次に示すゲーム開発についてのインタビューを、一字も変えずに全文書き写しなさい。

▸ **提示文**
┄┄┄┄┄┄┄┄┄┄
とくにハック&スラッシュやローグライクの場合,新しい武器が手に入ると試したくなりますからね。
森下氏:
こだわっているポイントは,バランスが悪いと言われないようにしようという部分です。さらに今回はグラスホッパーだけでなく,ガンホーをはじめ,ゲームアーツなどグループ会社からも開発スタッフが加わっていますし,そういう意味ではグラスホッパーを核にして,グループ総出でやっているプロジェクトです。
新氏:
グラスホッパーらしくない出来の良さを目指しました。
一同:
(爆笑)
森下氏:
本当にしっかりできているゲームです。新を中心として,スタッフ総出で作っているので,今までのグラスホッパー作品とはだいぶ毛色が違うと思います。まだ絶賛開発中ですけど。
4Gamer:
2016年内にリリースされる予定ですが,進捗はどうでしょうか。
新氏:
2016年内には絶対に間に合います。
4Gamer:
日本でのサービス予定は決まっていますか。
森下氏:
日程は確定していないのですが,日本語版もちゃんと用意してあります。
4Gamer:
それでは最後に,本作を楽しみにしているファンに向けて,メッセージをお願いします。
┄┄┄┄┄┄┄┄┄┄
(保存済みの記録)

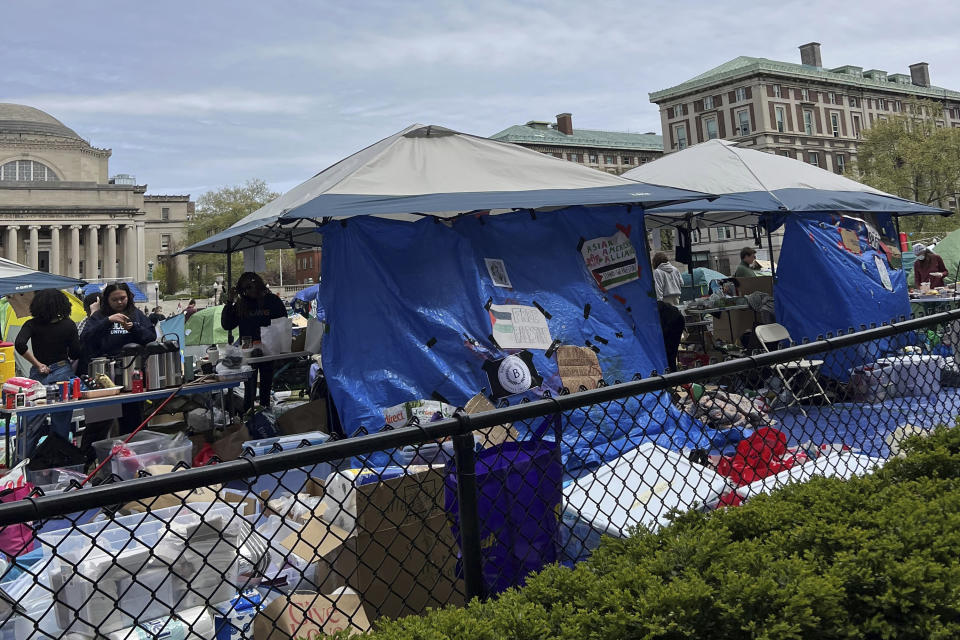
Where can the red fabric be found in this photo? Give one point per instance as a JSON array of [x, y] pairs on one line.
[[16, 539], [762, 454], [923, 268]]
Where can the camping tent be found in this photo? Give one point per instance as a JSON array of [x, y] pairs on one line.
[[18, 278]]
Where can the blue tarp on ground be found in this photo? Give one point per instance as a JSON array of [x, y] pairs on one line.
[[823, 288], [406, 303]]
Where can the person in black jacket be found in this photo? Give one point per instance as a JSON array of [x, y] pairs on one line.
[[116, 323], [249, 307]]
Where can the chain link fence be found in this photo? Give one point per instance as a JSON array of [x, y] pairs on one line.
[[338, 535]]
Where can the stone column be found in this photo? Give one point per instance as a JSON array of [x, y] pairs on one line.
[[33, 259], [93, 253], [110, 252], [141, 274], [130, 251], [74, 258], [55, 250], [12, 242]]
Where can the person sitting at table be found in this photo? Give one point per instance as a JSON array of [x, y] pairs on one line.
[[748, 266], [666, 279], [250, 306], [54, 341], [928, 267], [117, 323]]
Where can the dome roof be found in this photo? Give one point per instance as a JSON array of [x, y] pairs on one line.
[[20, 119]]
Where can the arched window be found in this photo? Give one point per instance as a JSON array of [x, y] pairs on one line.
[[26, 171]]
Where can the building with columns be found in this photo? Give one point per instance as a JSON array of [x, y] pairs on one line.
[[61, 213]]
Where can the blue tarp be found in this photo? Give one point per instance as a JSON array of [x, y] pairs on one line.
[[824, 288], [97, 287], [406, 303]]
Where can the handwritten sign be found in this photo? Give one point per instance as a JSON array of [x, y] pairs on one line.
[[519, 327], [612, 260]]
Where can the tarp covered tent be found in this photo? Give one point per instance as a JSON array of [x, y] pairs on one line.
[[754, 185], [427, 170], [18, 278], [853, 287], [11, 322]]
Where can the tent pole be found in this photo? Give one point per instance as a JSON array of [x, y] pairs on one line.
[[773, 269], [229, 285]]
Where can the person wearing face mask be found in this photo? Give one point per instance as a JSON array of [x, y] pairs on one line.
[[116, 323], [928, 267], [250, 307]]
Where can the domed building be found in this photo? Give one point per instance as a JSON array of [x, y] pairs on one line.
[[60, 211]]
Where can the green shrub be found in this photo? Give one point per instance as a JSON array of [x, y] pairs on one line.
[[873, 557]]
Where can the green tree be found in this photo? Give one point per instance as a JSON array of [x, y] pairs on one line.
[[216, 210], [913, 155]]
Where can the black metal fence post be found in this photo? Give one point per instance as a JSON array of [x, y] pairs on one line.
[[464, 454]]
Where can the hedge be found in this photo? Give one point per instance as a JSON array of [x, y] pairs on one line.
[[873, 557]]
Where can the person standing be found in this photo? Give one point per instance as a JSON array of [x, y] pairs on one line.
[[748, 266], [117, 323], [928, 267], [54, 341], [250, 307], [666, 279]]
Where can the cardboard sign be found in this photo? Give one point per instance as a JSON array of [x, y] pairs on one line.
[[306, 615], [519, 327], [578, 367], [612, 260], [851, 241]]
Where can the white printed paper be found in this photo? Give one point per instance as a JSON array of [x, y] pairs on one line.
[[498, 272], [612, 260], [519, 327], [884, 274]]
┄┄┄┄┄┄┄┄┄┄
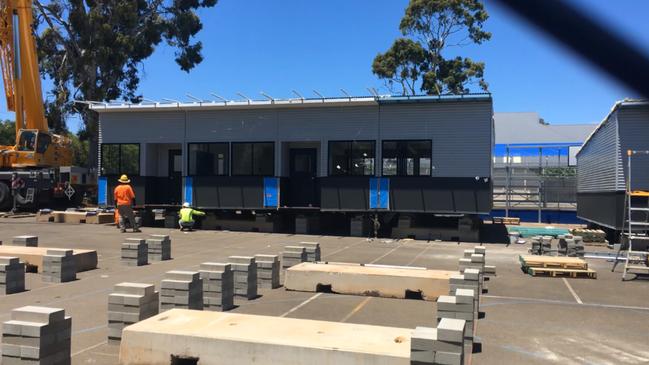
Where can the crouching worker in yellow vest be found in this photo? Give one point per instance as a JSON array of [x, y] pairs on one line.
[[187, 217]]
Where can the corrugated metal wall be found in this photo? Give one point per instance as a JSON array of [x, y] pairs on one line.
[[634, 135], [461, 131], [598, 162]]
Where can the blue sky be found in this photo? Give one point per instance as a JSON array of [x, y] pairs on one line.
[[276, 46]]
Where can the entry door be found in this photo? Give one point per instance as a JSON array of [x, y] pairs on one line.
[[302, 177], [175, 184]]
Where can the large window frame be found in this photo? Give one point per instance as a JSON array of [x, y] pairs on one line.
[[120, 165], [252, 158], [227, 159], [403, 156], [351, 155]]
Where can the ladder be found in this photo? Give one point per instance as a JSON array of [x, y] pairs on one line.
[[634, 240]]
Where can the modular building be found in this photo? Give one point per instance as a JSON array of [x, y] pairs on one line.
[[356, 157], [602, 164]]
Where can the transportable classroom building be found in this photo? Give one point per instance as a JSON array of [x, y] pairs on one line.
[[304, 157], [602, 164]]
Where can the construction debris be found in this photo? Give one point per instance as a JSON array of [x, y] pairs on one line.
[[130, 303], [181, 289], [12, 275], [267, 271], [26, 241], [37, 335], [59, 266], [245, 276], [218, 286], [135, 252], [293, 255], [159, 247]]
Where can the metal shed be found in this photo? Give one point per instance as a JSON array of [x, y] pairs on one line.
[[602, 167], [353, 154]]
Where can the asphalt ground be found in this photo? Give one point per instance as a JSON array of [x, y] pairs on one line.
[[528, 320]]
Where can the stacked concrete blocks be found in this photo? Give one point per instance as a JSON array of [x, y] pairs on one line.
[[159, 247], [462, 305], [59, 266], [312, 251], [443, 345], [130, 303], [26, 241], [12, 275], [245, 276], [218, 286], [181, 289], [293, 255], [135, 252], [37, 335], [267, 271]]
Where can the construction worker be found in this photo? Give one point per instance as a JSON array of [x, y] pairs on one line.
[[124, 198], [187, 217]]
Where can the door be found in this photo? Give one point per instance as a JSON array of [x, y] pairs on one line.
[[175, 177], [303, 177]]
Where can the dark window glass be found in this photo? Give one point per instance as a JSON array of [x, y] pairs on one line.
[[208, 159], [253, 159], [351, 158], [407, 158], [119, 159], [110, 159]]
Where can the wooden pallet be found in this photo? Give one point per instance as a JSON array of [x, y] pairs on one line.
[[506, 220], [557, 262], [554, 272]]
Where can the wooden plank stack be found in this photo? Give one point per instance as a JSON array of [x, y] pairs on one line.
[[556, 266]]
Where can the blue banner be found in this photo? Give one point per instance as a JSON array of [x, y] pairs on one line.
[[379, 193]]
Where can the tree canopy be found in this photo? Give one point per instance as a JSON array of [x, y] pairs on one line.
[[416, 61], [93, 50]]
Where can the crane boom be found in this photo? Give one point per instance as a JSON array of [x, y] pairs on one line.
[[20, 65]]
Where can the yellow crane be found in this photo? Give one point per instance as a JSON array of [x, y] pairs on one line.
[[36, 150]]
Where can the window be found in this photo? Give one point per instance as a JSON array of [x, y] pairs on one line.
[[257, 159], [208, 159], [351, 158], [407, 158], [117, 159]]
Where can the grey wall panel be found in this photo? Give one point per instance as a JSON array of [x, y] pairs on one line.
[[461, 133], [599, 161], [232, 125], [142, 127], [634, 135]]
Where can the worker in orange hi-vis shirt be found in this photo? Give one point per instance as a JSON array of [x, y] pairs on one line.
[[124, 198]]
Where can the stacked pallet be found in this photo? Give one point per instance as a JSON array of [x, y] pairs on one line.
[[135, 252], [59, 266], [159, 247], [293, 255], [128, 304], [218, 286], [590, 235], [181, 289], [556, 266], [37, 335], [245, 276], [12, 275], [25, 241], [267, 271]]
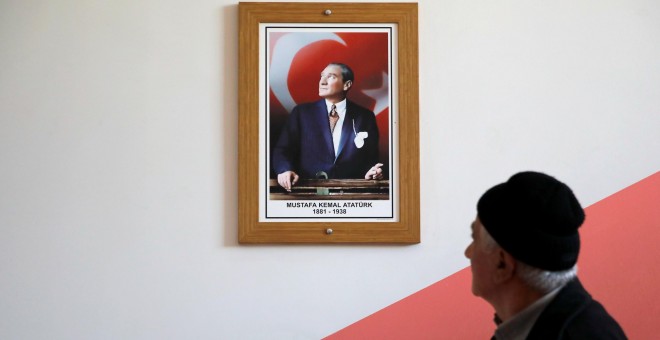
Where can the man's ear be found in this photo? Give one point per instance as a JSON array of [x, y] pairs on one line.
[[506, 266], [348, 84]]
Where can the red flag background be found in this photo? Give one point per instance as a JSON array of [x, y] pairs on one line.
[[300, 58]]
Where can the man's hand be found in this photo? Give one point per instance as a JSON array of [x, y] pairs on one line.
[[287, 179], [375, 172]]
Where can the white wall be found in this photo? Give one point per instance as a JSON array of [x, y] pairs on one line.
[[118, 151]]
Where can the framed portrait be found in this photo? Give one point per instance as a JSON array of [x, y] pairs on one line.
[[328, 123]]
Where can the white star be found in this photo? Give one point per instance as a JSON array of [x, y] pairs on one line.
┄┄┄┄┄┄┄┄┄┄
▸ **正しい出力**
とくにハック&スラッシュやローグライクの場合,新しい武器が手に入ると試したくなりますからね。
森下氏:
こだわっているポイントは,バランスが悪いと言われないようにしようという部分です。さらに今回はグラスホッパーだけでなく,ガンホーをはじめ,ゲームアーツなどグループ会社からも開発スタッフが加わっていますし,そういう意味ではグラスホッパーを核にして,グループ総出でやっているプロジェクトです。
新氏:
グラスホッパーらしくない出来の良さを目指しました。
一同:
(爆笑)
森下氏:
本当にしっかりできているゲームです。新を中心として,スタッフ総出で作っているので,今までのグラスホッパー作品とはだいぶ毛色が違うと思います。まだ絶賛開発中ですけど。
4Gamer:
2016年内にリリースされる予定ですが,進捗はどうでしょうか。
新氏:
2016年内には絶対に間に合います。
4Gamer:
日本でのサービス予定は決まっていますか。
森下氏:
日程は確定していないのですが,日本語版もちゃんと用意してあります。
4Gamer:
それでは最後に,本作を楽しみにしているファンに向けて,メッセージをお願いします。